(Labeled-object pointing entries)
——

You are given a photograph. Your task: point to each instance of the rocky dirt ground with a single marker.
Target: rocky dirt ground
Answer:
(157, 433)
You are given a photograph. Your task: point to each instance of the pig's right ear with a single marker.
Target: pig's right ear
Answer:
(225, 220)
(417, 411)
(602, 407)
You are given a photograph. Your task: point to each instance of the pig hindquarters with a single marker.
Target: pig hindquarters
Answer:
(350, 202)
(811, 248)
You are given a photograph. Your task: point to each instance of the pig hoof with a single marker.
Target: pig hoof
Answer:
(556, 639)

——

**The exercise**: Quote every one of the entries above verbatim, line by line, from the first line through the final answer line.

**Task answer**:
You are given a photograph. Your task: point to each instance of the rocky dirt ground with a single marker.
Target: rocky dirt ground
Answer:
(157, 433)
You are given a photograph. Your task: point to each instance of the pig's right ear with a single marker.
Target: pig's right ear
Answer:
(225, 220)
(417, 411)
(602, 407)
You are given a photograph. Your task: point to each instance of the pig hindquarters with a single marker.
Target: pig hindquarters
Answer:
(350, 202)
(811, 248)
You are given a photograph. Your task: point to each instance of the pig hoof with a single marker.
Target: pig hoof
Answer:
(556, 639)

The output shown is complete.